SUPPLIED INFORMATION:

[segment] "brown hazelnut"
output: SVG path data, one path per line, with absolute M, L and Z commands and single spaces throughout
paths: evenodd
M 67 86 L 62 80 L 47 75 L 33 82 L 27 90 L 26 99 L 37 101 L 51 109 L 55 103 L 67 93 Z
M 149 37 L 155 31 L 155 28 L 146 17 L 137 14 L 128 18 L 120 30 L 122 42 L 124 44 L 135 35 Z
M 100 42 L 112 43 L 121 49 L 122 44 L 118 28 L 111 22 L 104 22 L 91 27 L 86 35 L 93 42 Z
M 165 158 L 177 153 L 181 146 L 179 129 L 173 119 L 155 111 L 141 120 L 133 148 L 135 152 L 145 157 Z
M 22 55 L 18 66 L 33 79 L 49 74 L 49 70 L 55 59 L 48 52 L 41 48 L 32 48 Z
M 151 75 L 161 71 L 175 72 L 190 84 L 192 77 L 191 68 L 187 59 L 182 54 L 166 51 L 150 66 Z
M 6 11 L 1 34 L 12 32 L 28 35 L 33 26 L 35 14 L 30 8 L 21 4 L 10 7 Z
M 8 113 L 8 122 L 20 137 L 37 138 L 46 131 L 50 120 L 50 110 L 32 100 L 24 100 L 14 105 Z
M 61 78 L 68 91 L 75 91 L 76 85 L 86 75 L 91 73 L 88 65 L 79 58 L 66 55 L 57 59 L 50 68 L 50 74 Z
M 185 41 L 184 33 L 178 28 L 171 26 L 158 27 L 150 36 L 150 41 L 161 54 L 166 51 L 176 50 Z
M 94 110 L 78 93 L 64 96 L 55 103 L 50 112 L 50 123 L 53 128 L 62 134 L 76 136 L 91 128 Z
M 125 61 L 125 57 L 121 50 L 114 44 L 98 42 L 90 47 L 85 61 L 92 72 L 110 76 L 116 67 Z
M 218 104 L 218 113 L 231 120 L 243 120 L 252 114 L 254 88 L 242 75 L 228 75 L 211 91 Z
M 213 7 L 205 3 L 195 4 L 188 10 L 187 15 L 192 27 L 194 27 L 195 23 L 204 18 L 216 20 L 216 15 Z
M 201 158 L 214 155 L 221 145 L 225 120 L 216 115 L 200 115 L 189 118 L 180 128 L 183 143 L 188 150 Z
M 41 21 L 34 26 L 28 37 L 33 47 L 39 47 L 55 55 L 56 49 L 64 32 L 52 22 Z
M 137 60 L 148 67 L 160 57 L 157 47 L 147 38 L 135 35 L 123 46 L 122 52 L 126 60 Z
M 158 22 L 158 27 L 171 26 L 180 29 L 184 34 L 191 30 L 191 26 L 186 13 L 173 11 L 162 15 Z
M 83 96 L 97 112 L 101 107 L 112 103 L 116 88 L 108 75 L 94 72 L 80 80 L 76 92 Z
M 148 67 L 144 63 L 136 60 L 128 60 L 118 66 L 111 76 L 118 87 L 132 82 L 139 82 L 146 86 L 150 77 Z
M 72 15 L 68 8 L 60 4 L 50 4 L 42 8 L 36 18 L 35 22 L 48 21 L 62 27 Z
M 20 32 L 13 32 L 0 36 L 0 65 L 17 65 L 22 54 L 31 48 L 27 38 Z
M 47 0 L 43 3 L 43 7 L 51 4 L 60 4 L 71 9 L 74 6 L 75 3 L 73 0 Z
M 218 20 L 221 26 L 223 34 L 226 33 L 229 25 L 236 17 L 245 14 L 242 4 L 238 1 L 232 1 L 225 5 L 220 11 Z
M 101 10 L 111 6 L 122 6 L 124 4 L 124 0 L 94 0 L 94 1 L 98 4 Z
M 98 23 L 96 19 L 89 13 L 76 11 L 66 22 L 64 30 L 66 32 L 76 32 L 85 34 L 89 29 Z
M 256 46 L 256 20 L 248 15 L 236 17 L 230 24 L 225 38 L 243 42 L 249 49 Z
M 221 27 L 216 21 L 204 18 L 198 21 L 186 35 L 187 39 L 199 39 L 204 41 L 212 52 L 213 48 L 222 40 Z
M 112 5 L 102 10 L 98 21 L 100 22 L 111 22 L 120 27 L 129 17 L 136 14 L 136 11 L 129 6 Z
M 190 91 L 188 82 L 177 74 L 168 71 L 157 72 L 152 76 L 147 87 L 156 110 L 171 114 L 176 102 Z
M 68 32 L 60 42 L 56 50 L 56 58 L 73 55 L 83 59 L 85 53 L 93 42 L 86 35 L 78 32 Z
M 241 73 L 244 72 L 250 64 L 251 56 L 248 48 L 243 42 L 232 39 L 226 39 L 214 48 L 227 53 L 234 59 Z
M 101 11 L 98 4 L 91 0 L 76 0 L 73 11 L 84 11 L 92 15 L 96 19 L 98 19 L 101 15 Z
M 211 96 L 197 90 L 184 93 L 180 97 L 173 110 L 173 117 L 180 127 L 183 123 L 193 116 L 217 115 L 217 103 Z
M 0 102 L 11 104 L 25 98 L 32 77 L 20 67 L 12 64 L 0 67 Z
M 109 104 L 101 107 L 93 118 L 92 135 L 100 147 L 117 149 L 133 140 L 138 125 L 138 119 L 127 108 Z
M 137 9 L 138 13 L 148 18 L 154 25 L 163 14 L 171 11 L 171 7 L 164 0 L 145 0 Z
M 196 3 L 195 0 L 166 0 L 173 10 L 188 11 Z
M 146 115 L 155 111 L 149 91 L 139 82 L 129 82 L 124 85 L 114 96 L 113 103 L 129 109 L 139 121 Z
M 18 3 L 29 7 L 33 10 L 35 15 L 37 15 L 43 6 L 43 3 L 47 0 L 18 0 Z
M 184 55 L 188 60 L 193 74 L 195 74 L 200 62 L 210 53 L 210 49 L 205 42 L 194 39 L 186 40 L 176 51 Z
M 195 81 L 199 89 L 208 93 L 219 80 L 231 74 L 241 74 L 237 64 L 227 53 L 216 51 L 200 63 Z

PROBLEM TO SOLVE:
Reproduce every line of the records above, unchanged and in the same order.

REPLY TO THE EXERCISE:
[segment] "brown hazelnut"
output: SVG path data, one path per line, with absolute M, L and Z commands and single spaces throughout
paths: evenodd
M 67 86 L 62 80 L 47 75 L 33 82 L 27 90 L 26 99 L 37 101 L 51 109 L 55 103 L 67 93 Z
M 149 37 L 155 31 L 155 28 L 146 17 L 137 14 L 128 18 L 120 30 L 122 42 L 124 44 L 135 35 Z
M 100 42 L 112 43 L 121 49 L 122 44 L 118 28 L 111 22 L 104 22 L 91 27 L 86 35 L 93 42 Z
M 165 158 L 177 153 L 181 146 L 179 129 L 173 119 L 155 111 L 141 120 L 133 148 L 135 152 L 145 157 Z
M 22 55 L 18 66 L 33 79 L 49 74 L 49 70 L 55 59 L 48 52 L 41 48 L 32 48 Z
M 151 75 L 161 71 L 175 72 L 190 84 L 192 77 L 191 68 L 187 59 L 182 54 L 166 51 L 150 66 Z
M 6 11 L 1 34 L 12 32 L 28 35 L 33 26 L 35 14 L 30 8 L 21 4 L 10 7 Z
M 8 113 L 8 122 L 20 137 L 37 138 L 46 131 L 50 120 L 50 110 L 32 100 L 24 100 L 14 105 Z
M 61 78 L 68 91 L 75 91 L 76 85 L 86 75 L 91 73 L 88 65 L 79 58 L 66 55 L 57 59 L 50 68 L 50 74 Z
M 185 41 L 184 33 L 178 28 L 171 26 L 158 27 L 150 36 L 150 41 L 161 54 L 166 51 L 176 50 Z
M 94 110 L 78 93 L 64 96 L 55 103 L 50 112 L 50 123 L 53 128 L 62 134 L 76 136 L 91 128 Z
M 125 61 L 125 57 L 121 50 L 114 44 L 98 42 L 90 47 L 85 61 L 92 72 L 110 76 L 116 67 Z
M 218 104 L 218 113 L 231 120 L 243 120 L 252 114 L 254 88 L 242 75 L 228 75 L 211 91 Z
M 213 7 L 205 3 L 195 4 L 188 10 L 187 15 L 192 27 L 194 27 L 195 23 L 204 18 L 216 20 L 216 15 Z
M 201 158 L 214 155 L 221 145 L 225 120 L 216 115 L 200 115 L 189 118 L 180 128 L 183 143 L 188 150 Z
M 41 21 L 34 26 L 28 37 L 33 47 L 39 47 L 55 55 L 56 49 L 64 32 L 52 22 Z
M 137 60 L 148 67 L 160 57 L 157 47 L 147 38 L 135 35 L 123 46 L 122 52 L 126 60 Z
M 158 22 L 158 27 L 171 26 L 180 29 L 184 34 L 191 30 L 191 26 L 186 13 L 173 11 L 162 15 Z
M 83 96 L 97 112 L 101 107 L 112 103 L 116 88 L 108 75 L 94 72 L 80 80 L 76 92 Z
M 148 67 L 144 63 L 136 60 L 128 60 L 118 66 L 111 76 L 118 87 L 132 82 L 139 82 L 146 86 L 150 77 Z
M 72 15 L 68 8 L 60 4 L 50 4 L 42 8 L 36 18 L 35 22 L 48 21 L 62 27 Z
M 20 32 L 13 32 L 0 36 L 0 65 L 17 65 L 22 54 L 31 48 L 27 38 Z
M 47 0 L 43 3 L 43 7 L 51 4 L 60 4 L 71 9 L 74 6 L 75 3 L 73 0 Z
M 218 20 L 221 26 L 223 34 L 226 33 L 229 25 L 236 17 L 245 14 L 242 4 L 238 1 L 232 1 L 225 5 L 220 11 Z
M 101 10 L 111 6 L 122 6 L 124 4 L 124 0 L 94 0 L 94 1 L 98 4 Z
M 98 23 L 96 19 L 89 13 L 76 11 L 66 22 L 64 30 L 66 32 L 76 32 L 85 34 L 89 29 Z
M 256 46 L 256 20 L 248 15 L 236 17 L 230 24 L 225 38 L 243 42 L 249 49 Z
M 221 27 L 216 21 L 204 18 L 198 21 L 186 35 L 187 39 L 199 39 L 204 41 L 212 52 L 213 48 L 222 40 Z
M 112 5 L 102 10 L 98 21 L 100 22 L 111 22 L 120 27 L 129 17 L 136 14 L 136 11 L 129 6 Z
M 190 91 L 188 82 L 177 74 L 168 71 L 157 72 L 152 76 L 147 87 L 156 110 L 171 114 L 176 102 Z
M 68 32 L 60 42 L 56 50 L 56 58 L 73 55 L 83 59 L 85 53 L 93 42 L 86 35 L 78 32 Z
M 241 73 L 244 72 L 250 64 L 251 56 L 248 48 L 243 42 L 232 39 L 226 39 L 214 48 L 227 53 L 234 59 Z
M 101 11 L 98 4 L 91 0 L 76 0 L 73 11 L 84 11 L 92 15 L 96 19 L 98 19 L 101 15 Z
M 211 96 L 197 90 L 184 93 L 180 97 L 173 110 L 173 117 L 180 127 L 183 123 L 193 116 L 217 115 L 217 103 Z
M 0 102 L 11 104 L 25 98 L 32 77 L 20 67 L 12 64 L 0 67 Z
M 109 104 L 101 107 L 93 118 L 92 135 L 100 147 L 117 149 L 133 140 L 138 125 L 138 119 L 127 108 Z
M 137 9 L 138 13 L 148 18 L 154 25 L 163 14 L 171 11 L 171 7 L 164 0 L 145 0 Z
M 196 3 L 195 0 L 166 0 L 173 10 L 188 11 Z
M 146 115 L 155 111 L 149 91 L 139 82 L 129 82 L 124 85 L 114 96 L 113 103 L 129 109 L 139 121 Z
M 18 3 L 29 7 L 33 10 L 35 15 L 37 15 L 43 6 L 43 3 L 47 0 L 18 0 Z
M 184 55 L 188 60 L 193 74 L 195 74 L 200 62 L 210 53 L 210 49 L 205 42 L 194 39 L 186 40 L 176 51 Z
M 195 81 L 199 89 L 208 93 L 219 80 L 231 74 L 241 74 L 237 64 L 227 53 L 216 51 L 200 63 Z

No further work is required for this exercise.